> O que fazer: Você pode transcrever na íntegra o texto fornecido abaixo, sem mudar nenhuma palavra nem sinal?

> Texto fornecido:
########

Para Damião, a volta dos manicômios vai ser a morte de muita gente. "Não só das pessoas que vão voltar ao manicômio, mas também das famílias. Infelizmente, as pessoas vão ficar doentes. Nos CAPS, o tratamento é em liberdade. O portão é aberto, você vai embora se quiser. A equipe estimula o tempo que você vai ficar. Eles te mandam pra casa. Tem estágios que o psiquiatra te libera pra trabalhar, tem momentos que não, por causa da medicação. Então, se sai de algo que era uma ditadura e passa a viver a democracia. Há o direito de escolher: você se trata ou não se trata, mas 70% das pessoas saem dali [CAPS] bem.”
Leitos psiquiátricos infantis
Na página 24 da nota técnica, o Ministério da Saúde discorre sobre a internação de crianças e adolescentes em hospitais psiquiátricos com naturalidade, o que também gerou muitos questionamentos. Giannini, presidente do Conselho Federal de Psicologia, classifica como “assombrosa” a proposta de leito psiquiátrico infantil.
Marina Domine, professora, também está em estado de alerta com a possibilidade de internação compulsória de crianças. Mãe de filho autista e de uma jovem com síndrome de asperger, Domine explica que crises severas ocorrem, mas a internação não é a saída.
“Uma internação compulsória vai fazer um dano muito maior porque eles têm ciência do mundo que eles estão. Se colocá-los em internação compulsória, em um hospital, os profissionais estarão capacitados para entendê-los depois da crise? Porque eles voltam ao normal e podem conviver. Não, eles não vão, porque ainda não tem uma capacitação para autismo”, critica.
Resultados positivos
O consumo de álcool contribui para mais de 3 milhões de mortesa cada ano e mais de 5% da carga global de doenças e lesões, de acordo com relatório da Organização Mundial de Saúde (OMS) lançado em 2018. É também um importante fator de risco para doenças crônicas não transmissíveis (DCNT), entre elas câncer, doenças cardiovasculares, doenças transmissíveis (como tuberculose e HIV/aids, violência e lesões).

########

Itens guardados:
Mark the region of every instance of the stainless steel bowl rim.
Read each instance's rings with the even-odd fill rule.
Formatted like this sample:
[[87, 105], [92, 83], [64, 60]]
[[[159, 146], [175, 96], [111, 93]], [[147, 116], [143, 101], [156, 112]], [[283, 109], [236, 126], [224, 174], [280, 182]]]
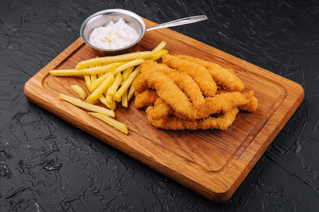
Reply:
[[[119, 49], [101, 49], [101, 48], [99, 48], [93, 45], [91, 45], [90, 43], [89, 43], [89, 41], [85, 38], [85, 36], [84, 35], [84, 31], [86, 29], [86, 28], [87, 26], [88, 25], [88, 24], [90, 23], [92, 21], [94, 21], [94, 20], [98, 18], [99, 17], [100, 17], [101, 16], [102, 16], [103, 15], [109, 15], [111, 16], [112, 14], [116, 14], [117, 15], [123, 14], [124, 15], [129, 16], [134, 18], [134, 19], [136, 20], [138, 22], [139, 22], [140, 24], [141, 24], [141, 32], [140, 34], [139, 35], [139, 38], [134, 43], [131, 44], [129, 46], [127, 46], [123, 48], [121, 48]], [[80, 36], [81, 38], [82, 38], [82, 40], [83, 40], [83, 41], [84, 41], [84, 42], [87, 45], [91, 47], [91, 48], [94, 48], [99, 51], [114, 51], [124, 50], [124, 49], [130, 48], [136, 45], [141, 40], [141, 39], [142, 39], [142, 38], [144, 36], [145, 31], [146, 31], [145, 23], [144, 23], [142, 18], [141, 18], [141, 16], [140, 16], [136, 13], [130, 11], [129, 10], [124, 10], [122, 9], [110, 9], [101, 10], [100, 11], [97, 12], [93, 14], [92, 15], [90, 15], [88, 18], [87, 18], [87, 19], [82, 23], [82, 25], [81, 25], [81, 27], [80, 28]], [[138, 32], [137, 33], [138, 34], [139, 33]]]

########

> Sua resposta:
Para Damião, a volta dos manicômios vai ser a morte de muita gente. "Não só das pessoas que vão voltar ao manicômio, mas também das famílias. Infelizmente, as pessoas vão ficar doentes. Nos CAPS, o tratamento é em liberdade. O portão é aberto, você vai embora se quiser. A equipe estimula o tempo que você vai ficar. Eles te mandam pra casa. Tem estágios que o psiquiatra te libera pra trabalhar, tem momentos que não, por causa da medicação. Então, se sai de algo que era uma ditadura e passa a viver a democracia. Há o direito de escolher: você se trata ou não se trata, mas 70% das pessoas saem dali [CAPS] bem.”
Leitos psiquiátricos infantis
Na página 24 da nota técnica, o Ministério da Saúde discorre sobre a internação de crianças e adolescentes em hospitais psiquiátricos com naturalidade, o que também gerou muitos questionamentos. Giannini, presidente do Conselho Federal de Psicologia, classifica como “assombrosa” a proposta de leito psiquiátrico infantil.
Marina Domine, professora, também está em estado de alerta com a possibilidade de internação compulsória de crianças. Mãe de filho autista e de uma jovem com síndrome de asperger, Domine explica que crises severas ocorrem, mas a internação não é a saída.
“Uma internação compulsória vai fazer um dano muito maior porque eles têm ciência do mundo que eles estão. Se colocá-los em internação compulsória, em um hospital, os profissionais estarão capacitados para entendê-los depois da crise? Porque eles voltam ao normal e podem conviver. Não, eles não vão, porque ainda não tem uma capacitação para autismo”, critica.
Resultados positivos
O consumo de álcool contribui para mais de 3 milhões de mortesa cada ano e mais de 5% da carga global de doenças e lesões, de acordo com relatório da Organização Mundial de Saúde (OMS) lançado em 2018. É também um importante fator de risco para doenças crônicas não transmissíveis (DCNT), entre elas câncer, doenças cardiovasculares, doenças transmissíveis (como tuberculose e HIV/aids, violência e lesões).